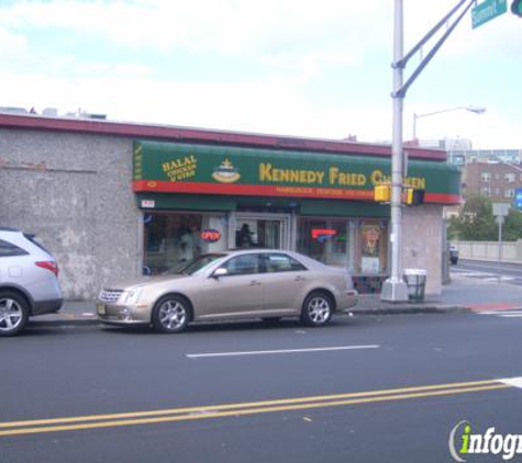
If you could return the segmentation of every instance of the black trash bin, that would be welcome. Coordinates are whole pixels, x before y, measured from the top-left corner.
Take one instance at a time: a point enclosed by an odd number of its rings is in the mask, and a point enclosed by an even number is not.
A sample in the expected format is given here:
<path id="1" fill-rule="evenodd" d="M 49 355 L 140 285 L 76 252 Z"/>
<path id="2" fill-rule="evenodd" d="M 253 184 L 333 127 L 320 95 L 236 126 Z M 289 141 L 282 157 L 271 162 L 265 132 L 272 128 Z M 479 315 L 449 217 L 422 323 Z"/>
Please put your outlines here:
<path id="1" fill-rule="evenodd" d="M 410 302 L 423 302 L 426 289 L 426 271 L 424 269 L 404 269 L 404 282 L 408 286 Z"/>

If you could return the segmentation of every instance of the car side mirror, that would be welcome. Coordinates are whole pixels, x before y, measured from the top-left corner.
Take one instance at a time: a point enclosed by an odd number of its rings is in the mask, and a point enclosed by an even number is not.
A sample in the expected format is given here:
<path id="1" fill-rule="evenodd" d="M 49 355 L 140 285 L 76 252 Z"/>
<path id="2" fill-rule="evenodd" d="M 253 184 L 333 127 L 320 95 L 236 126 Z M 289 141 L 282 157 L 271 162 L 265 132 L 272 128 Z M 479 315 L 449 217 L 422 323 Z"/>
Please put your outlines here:
<path id="1" fill-rule="evenodd" d="M 225 276 L 227 274 L 229 271 L 225 268 L 220 267 L 214 273 L 212 273 L 212 278 L 218 280 L 220 276 Z"/>

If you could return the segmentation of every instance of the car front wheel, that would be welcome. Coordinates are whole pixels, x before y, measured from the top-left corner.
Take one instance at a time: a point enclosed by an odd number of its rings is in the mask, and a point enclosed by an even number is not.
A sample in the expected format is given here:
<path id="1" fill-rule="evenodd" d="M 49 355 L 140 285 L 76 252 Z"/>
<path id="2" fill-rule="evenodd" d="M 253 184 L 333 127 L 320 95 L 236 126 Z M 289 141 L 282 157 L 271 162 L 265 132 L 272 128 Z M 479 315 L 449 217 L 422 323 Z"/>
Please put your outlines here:
<path id="1" fill-rule="evenodd" d="M 332 318 L 333 302 L 323 292 L 313 292 L 302 305 L 301 320 L 304 325 L 315 327 L 326 325 Z"/>
<path id="2" fill-rule="evenodd" d="M 180 296 L 160 298 L 153 310 L 153 327 L 160 332 L 179 332 L 187 328 L 190 319 L 190 303 Z"/>
<path id="3" fill-rule="evenodd" d="M 26 325 L 27 302 L 16 293 L 0 292 L 0 336 L 14 336 Z"/>

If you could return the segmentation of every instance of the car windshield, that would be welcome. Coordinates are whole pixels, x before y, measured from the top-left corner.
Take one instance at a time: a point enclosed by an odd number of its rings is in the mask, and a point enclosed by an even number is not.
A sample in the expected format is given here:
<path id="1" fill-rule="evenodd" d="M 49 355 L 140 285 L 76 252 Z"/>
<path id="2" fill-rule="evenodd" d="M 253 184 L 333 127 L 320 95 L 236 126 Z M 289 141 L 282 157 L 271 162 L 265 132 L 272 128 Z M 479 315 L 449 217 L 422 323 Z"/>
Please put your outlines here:
<path id="1" fill-rule="evenodd" d="M 204 269 L 207 266 L 212 263 L 213 261 L 225 257 L 224 253 L 211 253 L 211 255 L 202 255 L 197 257 L 196 259 L 179 262 L 176 266 L 171 267 L 170 269 L 164 272 L 165 275 L 173 275 L 173 274 L 184 274 L 184 275 L 193 275 L 196 272 Z"/>

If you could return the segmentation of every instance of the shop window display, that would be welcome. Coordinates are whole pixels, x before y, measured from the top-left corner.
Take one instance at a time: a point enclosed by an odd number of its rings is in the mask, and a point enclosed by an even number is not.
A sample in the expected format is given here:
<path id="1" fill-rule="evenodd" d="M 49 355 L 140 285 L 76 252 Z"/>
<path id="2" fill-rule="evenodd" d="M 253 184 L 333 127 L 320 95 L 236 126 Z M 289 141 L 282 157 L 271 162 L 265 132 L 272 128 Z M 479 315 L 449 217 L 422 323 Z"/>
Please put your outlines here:
<path id="1" fill-rule="evenodd" d="M 222 217 L 151 213 L 144 215 L 144 274 L 163 273 L 179 262 L 226 247 Z"/>
<path id="2" fill-rule="evenodd" d="M 349 267 L 348 221 L 302 217 L 298 230 L 298 252 L 329 266 Z"/>

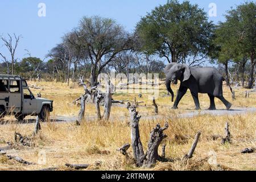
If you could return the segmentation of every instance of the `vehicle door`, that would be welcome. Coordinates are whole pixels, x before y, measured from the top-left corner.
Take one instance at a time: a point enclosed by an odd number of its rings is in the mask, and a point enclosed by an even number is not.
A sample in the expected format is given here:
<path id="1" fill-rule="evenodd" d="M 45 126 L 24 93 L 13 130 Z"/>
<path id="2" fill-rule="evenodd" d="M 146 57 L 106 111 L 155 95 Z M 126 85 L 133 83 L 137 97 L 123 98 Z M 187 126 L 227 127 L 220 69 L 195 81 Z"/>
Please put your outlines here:
<path id="1" fill-rule="evenodd" d="M 0 106 L 3 106 L 4 109 L 7 109 L 9 104 L 10 94 L 8 89 L 8 80 L 0 80 Z"/>
<path id="2" fill-rule="evenodd" d="M 7 111 L 19 113 L 22 107 L 22 88 L 20 80 L 9 80 L 9 104 Z"/>
<path id="3" fill-rule="evenodd" d="M 35 96 L 30 89 L 23 88 L 23 113 L 33 114 L 36 111 L 37 102 Z"/>

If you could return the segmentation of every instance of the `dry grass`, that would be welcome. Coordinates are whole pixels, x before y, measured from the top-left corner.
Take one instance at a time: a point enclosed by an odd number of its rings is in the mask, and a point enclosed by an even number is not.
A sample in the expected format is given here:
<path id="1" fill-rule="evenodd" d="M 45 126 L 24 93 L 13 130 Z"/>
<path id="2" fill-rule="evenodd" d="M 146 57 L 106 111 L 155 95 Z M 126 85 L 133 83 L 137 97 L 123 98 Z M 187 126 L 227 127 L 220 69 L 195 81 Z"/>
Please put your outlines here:
<path id="1" fill-rule="evenodd" d="M 65 84 L 40 82 L 38 86 L 43 90 L 33 90 L 41 92 L 43 97 L 52 98 L 55 102 L 53 115 L 76 115 L 79 108 L 72 105 L 72 101 L 82 93 L 82 88 L 74 84 L 74 88 L 65 90 Z M 53 88 L 59 88 L 54 91 Z M 174 86 L 173 86 L 174 87 Z M 72 87 L 73 88 L 73 87 Z M 169 97 L 162 97 L 166 92 L 163 87 L 160 97 L 156 100 L 159 105 L 160 114 L 164 119 L 145 120 L 143 117 L 140 122 L 140 131 L 144 150 L 146 150 L 150 131 L 158 123 L 163 126 L 167 121 L 169 129 L 166 133 L 168 135 L 164 142 L 167 144 L 166 156 L 175 159 L 174 162 L 159 163 L 154 170 L 256 170 L 256 155 L 254 154 L 241 154 L 240 151 L 246 147 L 255 147 L 256 113 L 232 116 L 199 115 L 190 118 L 178 118 L 176 114 L 191 111 L 195 107 L 192 98 L 189 94 L 181 101 L 180 108 L 173 111 L 170 109 Z M 176 88 L 174 87 L 174 90 Z M 231 94 L 225 88 L 225 95 L 231 101 Z M 249 99 L 243 98 L 245 89 L 237 90 L 237 100 L 233 102 L 234 107 L 255 106 L 255 95 Z M 53 93 L 54 94 L 52 94 Z M 117 94 L 116 100 L 133 100 L 137 94 Z M 209 107 L 209 101 L 204 95 L 200 95 L 202 109 Z M 145 102 L 147 107 L 138 108 L 142 115 L 152 115 L 154 110 L 151 101 L 143 96 L 140 100 Z M 220 102 L 216 102 L 218 109 L 224 109 Z M 86 114 L 95 114 L 93 105 L 88 105 Z M 127 115 L 126 109 L 114 106 L 112 115 L 113 121 L 110 123 L 92 121 L 76 126 L 75 123 L 45 123 L 42 124 L 42 131 L 34 142 L 32 147 L 24 147 L 19 150 L 8 151 L 9 155 L 18 155 L 23 159 L 38 163 L 42 156 L 46 156 L 46 163 L 34 166 L 26 166 L 0 157 L 0 169 L 34 170 L 52 167 L 61 167 L 65 163 L 91 164 L 88 169 L 99 170 L 141 170 L 135 166 L 132 160 L 126 160 L 116 151 L 116 149 L 125 143 L 130 142 L 130 129 L 128 121 L 121 119 L 120 115 Z M 213 140 L 212 135 L 224 134 L 224 126 L 226 121 L 230 123 L 232 143 L 222 145 L 220 139 Z M 34 124 L 16 125 L 15 123 L 0 126 L 0 147 L 5 146 L 5 141 L 13 142 L 15 131 L 30 135 L 34 130 Z M 179 160 L 189 150 L 195 134 L 201 130 L 202 135 L 194 156 L 186 164 Z M 1 142 L 2 141 L 2 142 Z M 159 148 L 160 150 L 160 148 Z M 110 154 L 106 154 L 110 152 Z M 131 149 L 129 155 L 132 156 Z M 216 153 L 217 165 L 209 164 L 209 158 Z M 43 154 L 43 155 L 42 155 Z M 97 163 L 98 164 L 95 164 Z"/>
<path id="2" fill-rule="evenodd" d="M 51 99 L 54 101 L 54 110 L 52 115 L 77 115 L 79 111 L 79 107 L 72 104 L 72 102 L 75 99 L 80 97 L 84 93 L 82 87 L 79 86 L 76 83 L 71 83 L 68 87 L 65 83 L 60 82 L 29 82 L 30 85 L 35 85 L 42 89 L 35 89 L 32 88 L 32 92 L 36 94 L 41 93 L 42 97 Z M 135 85 L 135 87 L 139 87 L 141 89 L 135 90 L 137 93 L 126 93 L 122 90 L 117 90 L 117 93 L 114 95 L 113 98 L 116 100 L 134 100 L 134 97 L 137 97 L 139 101 L 144 102 L 141 104 L 143 107 L 140 109 L 141 113 L 144 115 L 151 115 L 154 111 L 154 108 L 152 107 L 152 100 L 148 99 L 148 95 L 144 94 L 141 98 L 138 98 L 138 94 L 140 92 L 144 91 L 142 89 L 143 86 Z M 178 89 L 178 85 L 172 85 L 172 88 L 176 96 L 176 90 Z M 233 104 L 233 108 L 237 107 L 255 107 L 256 103 L 256 93 L 250 93 L 250 98 L 245 99 L 246 90 L 250 90 L 243 88 L 233 89 L 236 92 L 236 100 L 232 101 L 232 93 L 229 88 L 224 86 L 224 97 L 229 102 Z M 167 96 L 167 91 L 165 86 L 162 85 L 159 88 L 159 96 L 156 99 L 156 103 L 159 107 L 159 114 L 166 113 L 166 109 L 169 109 L 172 105 L 173 103 L 171 102 L 170 97 Z M 201 108 L 202 109 L 207 109 L 209 107 L 210 100 L 207 94 L 199 94 L 199 101 L 200 102 Z M 216 105 L 218 109 L 225 109 L 226 107 L 221 101 L 216 98 Z M 146 105 L 146 106 L 144 106 Z M 88 104 L 86 105 L 86 115 L 95 115 L 94 105 Z M 193 98 L 191 95 L 190 92 L 188 91 L 181 100 L 179 105 L 179 109 L 175 110 L 176 113 L 185 113 L 193 111 L 195 106 Z M 113 107 L 112 110 L 112 115 L 118 116 L 120 115 L 126 115 L 127 110 L 125 107 L 120 107 L 119 106 Z"/>

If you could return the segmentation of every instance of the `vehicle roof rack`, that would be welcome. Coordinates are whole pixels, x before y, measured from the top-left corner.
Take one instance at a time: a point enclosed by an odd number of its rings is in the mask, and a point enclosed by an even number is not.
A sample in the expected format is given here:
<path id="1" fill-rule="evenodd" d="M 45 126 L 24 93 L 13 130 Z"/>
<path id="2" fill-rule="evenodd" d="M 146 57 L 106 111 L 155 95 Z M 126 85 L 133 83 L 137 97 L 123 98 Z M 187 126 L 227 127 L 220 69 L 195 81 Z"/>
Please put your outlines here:
<path id="1" fill-rule="evenodd" d="M 0 79 L 21 79 L 21 77 L 18 75 L 0 75 Z"/>

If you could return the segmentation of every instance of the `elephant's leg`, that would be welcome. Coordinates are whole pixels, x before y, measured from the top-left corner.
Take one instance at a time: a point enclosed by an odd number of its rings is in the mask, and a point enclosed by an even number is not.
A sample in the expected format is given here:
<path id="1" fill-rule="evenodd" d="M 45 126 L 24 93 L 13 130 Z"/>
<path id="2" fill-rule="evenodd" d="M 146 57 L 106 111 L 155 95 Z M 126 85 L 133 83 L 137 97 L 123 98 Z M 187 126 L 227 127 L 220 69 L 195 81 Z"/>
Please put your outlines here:
<path id="1" fill-rule="evenodd" d="M 219 100 L 220 100 L 223 102 L 223 104 L 226 106 L 227 110 L 229 110 L 229 109 L 230 109 L 232 105 L 229 101 L 228 101 L 226 100 L 225 100 L 224 97 L 223 97 L 223 96 L 218 96 L 216 97 L 218 98 Z"/>
<path id="2" fill-rule="evenodd" d="M 176 98 L 175 102 L 174 102 L 174 106 L 172 109 L 177 109 L 177 106 L 182 97 L 186 94 L 188 88 L 185 87 L 180 87 L 177 93 L 177 97 Z"/>
<path id="3" fill-rule="evenodd" d="M 210 107 L 208 109 L 208 110 L 216 110 L 216 107 L 215 106 L 215 102 L 214 102 L 214 98 L 215 97 L 209 94 L 209 97 L 210 97 Z"/>
<path id="4" fill-rule="evenodd" d="M 198 99 L 198 93 L 192 92 L 191 94 L 193 97 L 193 99 L 194 100 L 195 104 L 196 105 L 196 110 L 200 110 L 200 104 L 199 104 L 199 100 Z"/>

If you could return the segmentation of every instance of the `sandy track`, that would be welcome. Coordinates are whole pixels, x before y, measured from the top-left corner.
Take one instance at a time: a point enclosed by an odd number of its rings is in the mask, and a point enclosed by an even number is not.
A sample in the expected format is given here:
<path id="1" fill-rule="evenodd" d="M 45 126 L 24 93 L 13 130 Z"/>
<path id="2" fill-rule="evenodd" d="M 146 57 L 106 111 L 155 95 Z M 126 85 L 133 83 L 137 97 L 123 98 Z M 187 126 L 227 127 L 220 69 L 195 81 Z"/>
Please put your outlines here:
<path id="1" fill-rule="evenodd" d="M 193 117 L 197 115 L 202 115 L 205 114 L 210 114 L 212 115 L 236 115 L 236 114 L 244 114 L 248 113 L 254 113 L 256 112 L 256 107 L 251 108 L 236 108 L 234 109 L 230 109 L 229 110 L 202 110 L 200 111 L 196 111 L 193 112 L 188 112 L 183 114 L 177 114 L 177 117 L 179 118 L 189 118 Z M 163 118 L 164 117 L 161 115 L 142 115 L 142 119 L 156 119 Z M 127 117 L 121 116 L 120 117 L 121 119 L 125 119 L 128 118 Z M 85 118 L 88 120 L 93 120 L 97 119 L 96 117 L 94 116 L 86 116 Z M 65 117 L 65 116 L 58 116 L 56 118 L 57 120 L 71 122 L 77 119 L 77 117 Z M 113 117 L 110 117 L 110 119 L 114 119 Z"/>

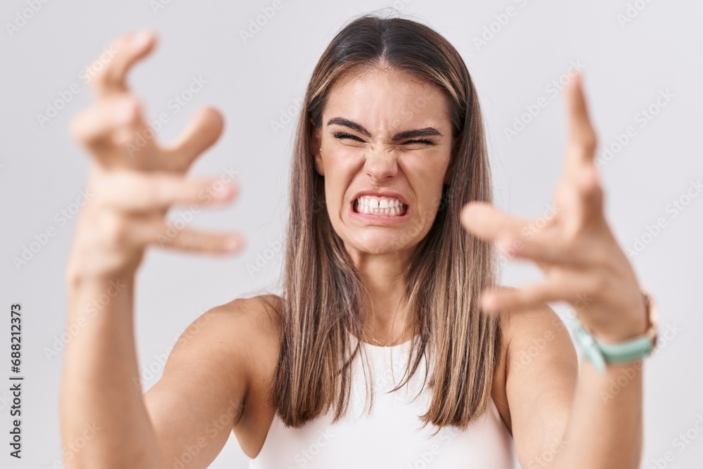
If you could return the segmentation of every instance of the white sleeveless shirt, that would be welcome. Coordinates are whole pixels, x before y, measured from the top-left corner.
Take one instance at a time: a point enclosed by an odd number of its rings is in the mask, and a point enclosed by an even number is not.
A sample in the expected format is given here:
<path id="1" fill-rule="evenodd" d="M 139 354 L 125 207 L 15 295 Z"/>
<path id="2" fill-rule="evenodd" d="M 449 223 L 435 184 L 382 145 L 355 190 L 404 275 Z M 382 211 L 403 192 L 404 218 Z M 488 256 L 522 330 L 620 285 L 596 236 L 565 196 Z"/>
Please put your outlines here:
<path id="1" fill-rule="evenodd" d="M 352 350 L 357 339 L 349 335 Z M 366 385 L 357 352 L 352 366 L 352 386 L 346 416 L 333 425 L 325 416 L 302 428 L 287 428 L 274 416 L 264 446 L 250 459 L 250 469 L 512 469 L 512 439 L 491 399 L 488 411 L 465 430 L 445 427 L 418 430 L 419 416 L 427 409 L 431 392 L 425 384 L 425 360 L 410 381 L 387 392 L 404 377 L 411 342 L 392 347 L 361 342 L 371 369 L 373 388 L 369 413 Z"/>

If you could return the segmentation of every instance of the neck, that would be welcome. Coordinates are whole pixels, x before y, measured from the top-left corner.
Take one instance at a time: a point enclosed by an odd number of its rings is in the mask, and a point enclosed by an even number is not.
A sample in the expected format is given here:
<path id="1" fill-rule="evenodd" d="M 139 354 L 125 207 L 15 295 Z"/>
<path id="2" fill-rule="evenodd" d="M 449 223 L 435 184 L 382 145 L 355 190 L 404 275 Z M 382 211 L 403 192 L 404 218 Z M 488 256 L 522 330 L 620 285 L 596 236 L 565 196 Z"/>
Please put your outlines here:
<path id="1" fill-rule="evenodd" d="M 366 290 L 363 333 L 370 343 L 396 345 L 413 337 L 414 315 L 408 307 L 405 281 L 409 254 L 352 254 Z"/>

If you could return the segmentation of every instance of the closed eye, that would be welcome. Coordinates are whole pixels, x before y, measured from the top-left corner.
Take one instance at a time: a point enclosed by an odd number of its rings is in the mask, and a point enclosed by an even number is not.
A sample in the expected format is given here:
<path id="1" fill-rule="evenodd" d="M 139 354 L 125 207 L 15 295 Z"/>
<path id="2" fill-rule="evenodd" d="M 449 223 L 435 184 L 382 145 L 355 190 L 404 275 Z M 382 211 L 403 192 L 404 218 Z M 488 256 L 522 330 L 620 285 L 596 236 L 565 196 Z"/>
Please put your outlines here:
<path id="1" fill-rule="evenodd" d="M 351 134 L 346 134 L 344 132 L 337 132 L 336 134 L 335 134 L 335 138 L 340 139 L 340 140 L 344 139 L 350 139 L 352 140 L 356 140 L 356 141 L 360 141 L 360 142 L 363 142 L 364 141 L 363 140 L 361 140 L 361 139 L 359 139 L 356 135 L 352 135 Z M 415 140 L 406 140 L 406 141 L 403 142 L 401 144 L 402 145 L 408 145 L 408 144 L 412 144 L 412 143 L 425 143 L 426 145 L 434 145 L 434 141 L 432 141 L 432 140 L 427 140 L 425 139 L 417 139 Z"/>

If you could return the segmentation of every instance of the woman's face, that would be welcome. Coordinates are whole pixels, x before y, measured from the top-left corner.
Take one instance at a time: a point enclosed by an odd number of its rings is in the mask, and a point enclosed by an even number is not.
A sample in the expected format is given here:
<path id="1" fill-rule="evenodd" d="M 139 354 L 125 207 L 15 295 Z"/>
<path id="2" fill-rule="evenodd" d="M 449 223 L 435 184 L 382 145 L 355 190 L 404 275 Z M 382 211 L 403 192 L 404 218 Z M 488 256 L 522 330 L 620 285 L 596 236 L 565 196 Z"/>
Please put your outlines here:
<path id="1" fill-rule="evenodd" d="M 397 252 L 425 236 L 453 143 L 439 88 L 387 70 L 342 80 L 311 142 L 330 219 L 347 250 Z"/>

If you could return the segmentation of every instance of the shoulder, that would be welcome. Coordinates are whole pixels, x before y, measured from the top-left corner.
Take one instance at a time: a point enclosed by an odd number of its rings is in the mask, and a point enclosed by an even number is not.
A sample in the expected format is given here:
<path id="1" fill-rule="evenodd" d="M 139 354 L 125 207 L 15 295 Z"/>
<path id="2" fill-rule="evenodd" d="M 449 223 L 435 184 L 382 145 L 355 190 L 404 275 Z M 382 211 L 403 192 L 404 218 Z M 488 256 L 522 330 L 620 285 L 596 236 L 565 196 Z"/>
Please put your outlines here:
<path id="1" fill-rule="evenodd" d="M 276 354 L 280 304 L 278 296 L 262 295 L 214 307 L 183 330 L 169 359 L 179 360 L 181 354 L 183 359 L 207 357 L 202 365 L 229 370 L 233 378 L 248 382 L 257 356 Z"/>

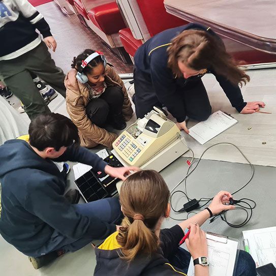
* * * *
§ Aim of the exercise
Print the data again without changes, beginning at the line that contains "the car front" and stopping after the line that contains "180 296 L 160".

§ Result
If you could return the segmentation of every instance of the car front wheel, that would be welcome. Coordinates are whole pixels, x before y, measured from the top-left corner.
Take one instance at a time: a point enclosed by an odd number of its rings is in the mask, and a point enclosed by an even number is not.
A sample in the expected format is given here:
<path id="1" fill-rule="evenodd" d="M 49 355 L 140 285 L 76 252 Z"/>
<path id="2" fill-rule="evenodd" d="M 253 184 L 333 127 L 320 95 L 236 126 Z M 289 141 L 282 157 L 271 162 L 265 132 L 272 128 Z M 479 315 L 449 217 L 422 323 Z"/>
Please put your outlines here:
<path id="1" fill-rule="evenodd" d="M 332 318 L 333 302 L 323 292 L 313 292 L 302 305 L 301 320 L 304 325 L 315 327 L 326 325 Z"/>
<path id="2" fill-rule="evenodd" d="M 180 296 L 160 298 L 153 310 L 153 327 L 160 332 L 179 332 L 187 328 L 190 319 L 190 303 Z"/>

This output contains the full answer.